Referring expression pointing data
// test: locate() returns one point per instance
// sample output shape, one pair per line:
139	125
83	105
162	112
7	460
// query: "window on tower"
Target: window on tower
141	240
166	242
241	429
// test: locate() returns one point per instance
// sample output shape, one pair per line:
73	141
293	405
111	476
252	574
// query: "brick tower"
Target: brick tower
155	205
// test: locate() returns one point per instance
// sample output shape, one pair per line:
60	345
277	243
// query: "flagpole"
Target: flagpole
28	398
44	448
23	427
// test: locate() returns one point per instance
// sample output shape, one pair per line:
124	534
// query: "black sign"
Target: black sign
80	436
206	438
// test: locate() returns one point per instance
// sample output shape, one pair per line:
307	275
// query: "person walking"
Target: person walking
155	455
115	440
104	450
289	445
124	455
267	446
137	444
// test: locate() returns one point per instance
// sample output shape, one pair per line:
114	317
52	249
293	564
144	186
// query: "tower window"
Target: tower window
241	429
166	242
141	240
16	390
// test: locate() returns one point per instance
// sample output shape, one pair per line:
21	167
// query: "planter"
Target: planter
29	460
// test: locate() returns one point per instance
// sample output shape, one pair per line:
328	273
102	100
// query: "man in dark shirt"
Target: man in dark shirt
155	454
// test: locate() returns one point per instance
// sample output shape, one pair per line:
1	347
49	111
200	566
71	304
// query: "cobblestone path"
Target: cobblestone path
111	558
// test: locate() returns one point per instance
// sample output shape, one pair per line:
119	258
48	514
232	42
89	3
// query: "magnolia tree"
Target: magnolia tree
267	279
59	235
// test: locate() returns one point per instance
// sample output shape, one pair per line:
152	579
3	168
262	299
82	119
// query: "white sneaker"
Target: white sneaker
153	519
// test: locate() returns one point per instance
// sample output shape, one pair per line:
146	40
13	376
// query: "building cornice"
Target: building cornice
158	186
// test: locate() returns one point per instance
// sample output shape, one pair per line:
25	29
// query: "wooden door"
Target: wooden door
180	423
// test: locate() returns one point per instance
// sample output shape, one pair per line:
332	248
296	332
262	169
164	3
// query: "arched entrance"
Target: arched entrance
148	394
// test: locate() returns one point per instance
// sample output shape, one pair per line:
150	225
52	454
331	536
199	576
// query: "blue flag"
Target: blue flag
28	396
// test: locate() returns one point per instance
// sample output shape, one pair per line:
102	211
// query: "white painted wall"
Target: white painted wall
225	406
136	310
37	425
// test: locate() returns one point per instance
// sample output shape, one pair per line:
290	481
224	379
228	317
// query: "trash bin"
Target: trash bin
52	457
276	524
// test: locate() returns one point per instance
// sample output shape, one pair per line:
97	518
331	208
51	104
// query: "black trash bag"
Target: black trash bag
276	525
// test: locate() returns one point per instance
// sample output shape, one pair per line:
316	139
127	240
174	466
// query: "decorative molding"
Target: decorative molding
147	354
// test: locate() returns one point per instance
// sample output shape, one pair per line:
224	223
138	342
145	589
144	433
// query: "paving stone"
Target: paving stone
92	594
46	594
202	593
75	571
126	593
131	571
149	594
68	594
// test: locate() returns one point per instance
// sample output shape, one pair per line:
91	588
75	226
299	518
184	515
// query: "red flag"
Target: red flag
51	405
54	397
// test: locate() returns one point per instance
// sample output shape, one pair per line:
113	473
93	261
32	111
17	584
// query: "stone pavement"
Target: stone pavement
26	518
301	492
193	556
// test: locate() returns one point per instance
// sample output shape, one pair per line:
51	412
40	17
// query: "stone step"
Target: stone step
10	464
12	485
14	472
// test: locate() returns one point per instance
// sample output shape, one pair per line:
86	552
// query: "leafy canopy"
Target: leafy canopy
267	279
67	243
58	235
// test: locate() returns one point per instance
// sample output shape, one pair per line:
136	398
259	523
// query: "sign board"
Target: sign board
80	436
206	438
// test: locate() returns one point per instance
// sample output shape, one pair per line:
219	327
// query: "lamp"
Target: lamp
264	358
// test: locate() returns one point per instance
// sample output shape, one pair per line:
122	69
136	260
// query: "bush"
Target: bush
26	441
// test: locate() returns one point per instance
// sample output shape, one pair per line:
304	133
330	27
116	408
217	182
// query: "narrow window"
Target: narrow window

| DIRECTIONS FOR THIS TASK |
Which lines of the entries above contain the string "narrow"? Copy each one.

| RESPONSE TO THIS TASK |
// query: "narrow window"
Target: narrow window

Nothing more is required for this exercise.